:: Task ::
Rewrite the records below with "exactly one keypoint" changed to "a single keypoint" in every place it occurs, keeping everything else the same.

:: Exercise inputs ::
+++++
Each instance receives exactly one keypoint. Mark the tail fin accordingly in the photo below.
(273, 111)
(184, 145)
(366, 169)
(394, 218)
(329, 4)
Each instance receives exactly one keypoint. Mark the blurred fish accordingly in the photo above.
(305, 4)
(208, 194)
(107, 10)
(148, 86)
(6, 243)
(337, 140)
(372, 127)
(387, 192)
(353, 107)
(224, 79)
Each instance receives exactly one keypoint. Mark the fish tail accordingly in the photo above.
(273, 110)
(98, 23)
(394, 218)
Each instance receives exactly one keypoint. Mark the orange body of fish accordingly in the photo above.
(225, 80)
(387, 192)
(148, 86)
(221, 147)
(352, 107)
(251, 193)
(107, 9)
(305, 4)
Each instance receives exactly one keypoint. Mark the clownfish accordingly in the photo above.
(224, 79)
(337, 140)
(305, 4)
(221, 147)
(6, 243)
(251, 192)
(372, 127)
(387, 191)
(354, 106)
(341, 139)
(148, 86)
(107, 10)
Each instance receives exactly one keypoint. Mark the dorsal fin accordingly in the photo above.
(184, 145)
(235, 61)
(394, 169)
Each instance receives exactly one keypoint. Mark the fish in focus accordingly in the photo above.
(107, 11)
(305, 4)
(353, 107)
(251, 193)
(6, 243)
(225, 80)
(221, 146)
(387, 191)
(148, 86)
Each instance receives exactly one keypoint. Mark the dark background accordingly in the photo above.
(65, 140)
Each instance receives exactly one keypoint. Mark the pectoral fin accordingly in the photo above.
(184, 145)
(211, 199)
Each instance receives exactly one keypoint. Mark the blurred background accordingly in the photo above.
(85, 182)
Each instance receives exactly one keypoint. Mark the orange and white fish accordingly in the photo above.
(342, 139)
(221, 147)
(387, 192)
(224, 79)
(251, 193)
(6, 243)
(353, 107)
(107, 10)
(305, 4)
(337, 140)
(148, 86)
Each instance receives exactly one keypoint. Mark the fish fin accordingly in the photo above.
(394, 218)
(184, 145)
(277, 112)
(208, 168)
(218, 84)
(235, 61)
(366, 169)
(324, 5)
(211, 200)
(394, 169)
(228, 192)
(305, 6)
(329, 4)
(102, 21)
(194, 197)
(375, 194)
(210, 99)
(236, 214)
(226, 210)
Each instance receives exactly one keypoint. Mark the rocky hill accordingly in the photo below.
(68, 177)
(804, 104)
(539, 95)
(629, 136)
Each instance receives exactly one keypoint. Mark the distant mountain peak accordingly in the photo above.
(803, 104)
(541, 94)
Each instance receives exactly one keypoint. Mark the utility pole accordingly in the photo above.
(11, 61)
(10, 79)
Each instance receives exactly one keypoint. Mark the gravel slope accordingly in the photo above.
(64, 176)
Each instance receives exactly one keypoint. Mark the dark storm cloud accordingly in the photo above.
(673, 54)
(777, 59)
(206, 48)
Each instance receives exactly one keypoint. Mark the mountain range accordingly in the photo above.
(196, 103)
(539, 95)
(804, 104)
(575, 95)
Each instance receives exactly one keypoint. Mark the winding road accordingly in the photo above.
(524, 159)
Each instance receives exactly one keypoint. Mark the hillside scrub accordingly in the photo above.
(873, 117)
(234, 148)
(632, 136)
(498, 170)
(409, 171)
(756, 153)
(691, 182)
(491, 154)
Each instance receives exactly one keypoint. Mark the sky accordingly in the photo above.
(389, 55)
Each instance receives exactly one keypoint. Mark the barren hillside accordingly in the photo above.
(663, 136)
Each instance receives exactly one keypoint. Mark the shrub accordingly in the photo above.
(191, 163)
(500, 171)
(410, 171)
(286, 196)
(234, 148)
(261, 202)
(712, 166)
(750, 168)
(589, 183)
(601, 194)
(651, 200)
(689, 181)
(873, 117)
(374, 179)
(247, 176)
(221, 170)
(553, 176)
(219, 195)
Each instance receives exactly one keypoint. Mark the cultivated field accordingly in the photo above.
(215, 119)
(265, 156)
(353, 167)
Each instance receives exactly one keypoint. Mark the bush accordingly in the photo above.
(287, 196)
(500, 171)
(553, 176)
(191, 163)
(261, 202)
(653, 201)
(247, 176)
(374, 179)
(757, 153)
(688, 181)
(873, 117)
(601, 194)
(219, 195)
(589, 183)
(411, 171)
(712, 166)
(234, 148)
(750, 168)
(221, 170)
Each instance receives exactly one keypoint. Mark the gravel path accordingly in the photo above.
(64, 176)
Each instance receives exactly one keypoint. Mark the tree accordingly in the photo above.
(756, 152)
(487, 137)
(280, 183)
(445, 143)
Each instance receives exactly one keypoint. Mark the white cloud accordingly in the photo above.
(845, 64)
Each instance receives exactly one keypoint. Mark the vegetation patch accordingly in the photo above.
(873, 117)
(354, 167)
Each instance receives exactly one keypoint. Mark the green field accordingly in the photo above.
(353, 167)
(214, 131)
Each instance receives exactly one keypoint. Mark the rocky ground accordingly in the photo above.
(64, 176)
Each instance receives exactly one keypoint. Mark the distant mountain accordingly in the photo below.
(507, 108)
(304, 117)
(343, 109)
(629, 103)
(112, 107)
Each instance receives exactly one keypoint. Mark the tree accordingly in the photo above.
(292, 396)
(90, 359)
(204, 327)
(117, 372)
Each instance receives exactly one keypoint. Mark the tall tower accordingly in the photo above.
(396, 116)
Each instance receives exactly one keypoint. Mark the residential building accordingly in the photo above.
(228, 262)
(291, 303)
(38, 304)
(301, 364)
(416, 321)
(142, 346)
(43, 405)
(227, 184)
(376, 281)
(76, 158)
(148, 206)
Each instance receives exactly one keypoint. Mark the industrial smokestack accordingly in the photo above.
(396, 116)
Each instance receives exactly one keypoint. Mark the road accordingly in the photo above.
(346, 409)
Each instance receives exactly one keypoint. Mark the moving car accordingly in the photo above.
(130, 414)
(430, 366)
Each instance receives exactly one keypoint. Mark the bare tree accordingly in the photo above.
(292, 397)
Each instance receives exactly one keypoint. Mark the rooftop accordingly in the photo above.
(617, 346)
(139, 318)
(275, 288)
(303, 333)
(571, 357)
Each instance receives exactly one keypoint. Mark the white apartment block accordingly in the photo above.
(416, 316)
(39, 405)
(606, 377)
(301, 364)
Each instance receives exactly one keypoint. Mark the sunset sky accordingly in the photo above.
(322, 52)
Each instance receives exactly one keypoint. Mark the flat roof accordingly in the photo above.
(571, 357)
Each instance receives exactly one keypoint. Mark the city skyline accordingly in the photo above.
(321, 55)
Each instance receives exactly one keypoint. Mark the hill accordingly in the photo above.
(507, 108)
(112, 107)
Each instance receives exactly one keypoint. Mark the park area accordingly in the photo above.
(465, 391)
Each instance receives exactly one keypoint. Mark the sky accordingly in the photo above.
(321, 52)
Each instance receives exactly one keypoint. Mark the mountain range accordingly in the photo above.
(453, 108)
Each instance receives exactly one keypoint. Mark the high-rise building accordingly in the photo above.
+++++
:: Written response ::
Each instance receives a single keypoint. Mark the tail fin accordingly in the photo below.
(273, 111)
(184, 145)
(366, 169)
(394, 218)
(329, 4)
Each instance receives a single keypoint. Mark the blurred fish accordingly in the photo above.
(305, 4)
(208, 194)
(107, 10)
(148, 86)
(6, 243)
(337, 140)
(372, 127)
(387, 192)
(353, 107)
(224, 79)
Each instance receives a single keypoint. Mark the fish tail accordingly in the photo above.
(273, 110)
(98, 23)
(394, 218)
Each instance receives a single keypoint. Mark the orange body of fish accordingly in the photo above.
(225, 80)
(387, 192)
(148, 86)
(221, 147)
(352, 107)
(251, 193)
(107, 9)
(305, 4)
Each instance receives a single keypoint. Mark the clownfish accordingly in the photo above.
(224, 79)
(337, 140)
(305, 4)
(221, 147)
(6, 243)
(251, 192)
(372, 127)
(387, 191)
(354, 106)
(341, 139)
(148, 86)
(107, 10)
Each instance receives a single keypoint. Mark the dorsal fin accordingly in the photo above.
(184, 145)
(235, 61)
(394, 169)
Each instance receives a single keypoint. Mark the fish in focus accordingly in the photo above.
(107, 11)
(305, 4)
(353, 107)
(251, 193)
(6, 243)
(225, 80)
(221, 146)
(387, 191)
(148, 86)
Each instance receives a single keypoint. Mark the dark background accordingly in the photo above.
(65, 140)
Each instance receives a single keypoint. Mark the pectoral fin accordingly in the photo above.
(184, 145)
(211, 199)
Each instance receives a single keypoint. Mark the blurred background accordingly in the photo above.
(85, 182)
Each instance receives a single keypoint. Mark the orange and white fish accordingly in the photo above.
(342, 139)
(221, 147)
(387, 192)
(224, 79)
(251, 193)
(6, 243)
(353, 107)
(107, 10)
(305, 4)
(337, 140)
(148, 86)
Each instance receives a single keypoint. Mark the fish fin accordingly in the photo above.
(394, 218)
(184, 145)
(277, 112)
(208, 168)
(218, 84)
(235, 61)
(366, 169)
(324, 5)
(211, 200)
(394, 169)
(228, 192)
(305, 6)
(329, 4)
(102, 21)
(194, 197)
(375, 194)
(210, 99)
(236, 214)
(226, 210)
Each instance receives a single keypoint. Mark the rocky hill accordingly in the photo below.
(68, 177)
(804, 104)
(539, 95)
(629, 136)
Each instance receives a single keypoint. Mark the distant mountain peak accordingly in the photo above.
(803, 104)
(541, 94)
Each instance receives a single keypoint. Mark the utility pole accordingly in the photo above.
(11, 61)
(10, 79)
Each instance receives a single keypoint. Mark the gravel slope accordingly in the photo above.
(64, 176)
Each instance receives a single keypoint. Mark the dark storm cloud accordingly in the photo above.
(673, 54)
(777, 59)
(206, 48)
Each instance receives a single keypoint. Mark the mountain range accordingly in the photo above.
(196, 103)
(539, 95)
(804, 104)
(575, 95)
Each instance receives a single keypoint. Mark the winding road accordingly in the photo above.
(524, 159)
Each instance receives a single keypoint. Mark the hillside scrub accordingly in the photo above.
(873, 117)
(234, 148)
(632, 136)
(498, 170)
(409, 171)
(756, 153)
(691, 182)
(491, 154)
Each instance receives a single keypoint. Mark the sky accordingly in the photo above.
(389, 55)
Each instance receives a single keypoint. Mark the barren hillside accordingly in the photo above.
(663, 136)
Each instance receives a single keypoint. Mark the shrub accordingly in the photo above.
(191, 163)
(500, 171)
(410, 171)
(286, 196)
(234, 148)
(261, 202)
(712, 166)
(750, 168)
(589, 183)
(601, 194)
(651, 200)
(689, 181)
(873, 117)
(374, 179)
(247, 176)
(221, 170)
(553, 176)
(219, 195)
Each instance receives a single keypoint. Mark the cultivated field accordingly in the photo above.
(215, 119)
(265, 156)
(353, 167)
Each instance receives a single keypoint. Mark the bush accordingly in the photo above.
(287, 196)
(500, 171)
(553, 176)
(191, 163)
(261, 202)
(653, 201)
(247, 176)
(374, 179)
(757, 153)
(688, 181)
(873, 117)
(601, 194)
(219, 195)
(589, 183)
(411, 171)
(712, 166)
(234, 148)
(750, 168)
(221, 170)
Each instance receives a single keypoint. Mark the gravel path accordingly in the photo above.
(64, 176)
Each instance receives a single keypoint. Mark the tree accordingly in the photo above.
(756, 152)
(487, 137)
(280, 183)
(445, 143)
Each instance receives a single keypoint. Mark the white cloud accordingly in the photo above.
(845, 64)
Each instance receives a single keypoint. Mark the vegetation patch accordingly in the photo above.
(873, 117)
(354, 167)
Each instance receives a single keypoint. Mark the green field accordingly in the photo above.
(353, 167)
(214, 131)
Each instance receives a single keypoint. Mark the rocky ground accordingly in the photo above.
(64, 176)
Each instance receives a single keypoint. Mark the distant mountain accordingly in the photo below.
(507, 108)
(304, 117)
(343, 109)
(629, 103)
(112, 107)
Each instance receives a single keypoint. Mark the tree accordingly in the photo above.
(292, 396)
(90, 359)
(204, 327)
(117, 372)
Each instance receives a single keypoint. Mark the tall tower accordingly in the photo above.
(396, 116)
Each instance receives a single keypoint. Mark the residential building accordingly in the photo above.
(228, 262)
(291, 303)
(38, 304)
(301, 364)
(416, 321)
(142, 346)
(43, 405)
(227, 184)
(376, 281)
(76, 158)
(148, 206)
Each instance receives a single keypoint. Mark the industrial smokestack accordingly in the photo above.
(396, 116)
Each instance receives a single keypoint. Mark the road accordingly in the photo above.
(346, 409)
Each instance receives a single keypoint. Mark the moving car accordingly in the photo above.
(130, 414)
(430, 366)
Each instance receives a single keypoint. Mark the bare tree accordingly in the photo above.
(292, 397)
Each instance receives a single keypoint. Mark the rooftop accordingly in the photo above.
(617, 346)
(139, 318)
(275, 288)
(303, 333)
(571, 357)
Each instance receives a single keypoint. Mark the white apartment block accordingly in the photo above.
(416, 316)
(39, 405)
(606, 377)
(301, 364)
Each instance receives a single keypoint. Mark the sunset sky accordingly in the photo above.
(322, 52)
Each instance receives a single keypoint. Mark the flat roof accordingly in the photo above.
(571, 357)
Each instance receives a single keypoint. Mark the city skyline accordingly in the photo above.
(321, 55)
Each instance receives a single keypoint. Mark the hill accordingly in the photo above.
(507, 108)
(112, 107)
Each instance receives a single keypoint. Mark the park area accordingly in the photo above.
(465, 391)
Each instance receives a single keypoint. Mark the sky accordingly in the photo above.
(321, 52)
Each instance receives a single keypoint. Mark the mountain range accordingly in the photo above.
(453, 108)
Each instance receives a single keypoint. Mark the high-rise building accordingly in the photo above.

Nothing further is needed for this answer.